Das ist der Durchschnittswert für die gesamte Pflege?

Genau, für die über 30000 stationären und ambulanten Einrichtungen, da sind die Werte im Schnitt sehr gut. Es gibt auch ein paar schwarze Schafe, das betrifft ein bis zwei Prozent.

Sie sagen, diese Art von Kontrolle braucht es nicht?

Sie hat vielleicht mal ihren Wert gehabt, aber mit Blick auf die Zukunft hat sie ein Maß erreicht, das so nicht mehr sinnig ist. Im Kern wird kein Patient besser versorgt, indem wir noch mehr von diesen Auflagen bekommen. Das Ziel muss die bestmögliche Versorgung der Patienten und nicht die gegenseitige Kontrolle sein. Viel Kontrolle bedeutet wenig Vertrauen, aber ohne Vertrauen funktioniert überhaupt nichts. Ein Qualitätsmanagement ist gut, aber die Verhältnismäßigkeit darf nicht aus dem Blick geraten. Wenn wir da mit allen Beteiligten keine mutigen Entscheidungen treffen, verlieren die Mitarbeiter vollends die Freude am Beruf.

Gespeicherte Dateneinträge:
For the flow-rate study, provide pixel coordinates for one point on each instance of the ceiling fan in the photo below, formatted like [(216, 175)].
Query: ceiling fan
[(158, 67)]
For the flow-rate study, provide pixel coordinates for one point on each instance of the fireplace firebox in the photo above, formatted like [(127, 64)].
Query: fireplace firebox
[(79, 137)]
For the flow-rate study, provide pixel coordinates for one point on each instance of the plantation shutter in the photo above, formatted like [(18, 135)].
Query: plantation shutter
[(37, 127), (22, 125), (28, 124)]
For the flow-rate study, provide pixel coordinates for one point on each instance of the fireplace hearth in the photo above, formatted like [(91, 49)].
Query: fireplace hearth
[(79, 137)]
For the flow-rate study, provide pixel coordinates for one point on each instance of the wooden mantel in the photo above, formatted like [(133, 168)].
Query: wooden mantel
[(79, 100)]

=== ZU BEARBEITEN ===
1. Schreiben Sie aus dem Interviewauszug die Passage ab, die mit „Genau, für die“ beginnt und sich bis einschließlich „bis zwei Prozent.“ fortsetzt.
2. Welche verschiedenen Substantive auf „-ung“ oder „-ungen“ kommen im Interviewauszug vor?

=== LÖSUNGEN JE AUFGABE ===
1.
Genau, für die über 30000 stationären und ambulanten Einrichtungen, da sind die Werte im Schnitt sehr gut. Es gibt auch ein paar schwarze Schafe, das betrifft ein bis zwei Prozent.

2. Einrichtungen, Versorgung, Entscheidungen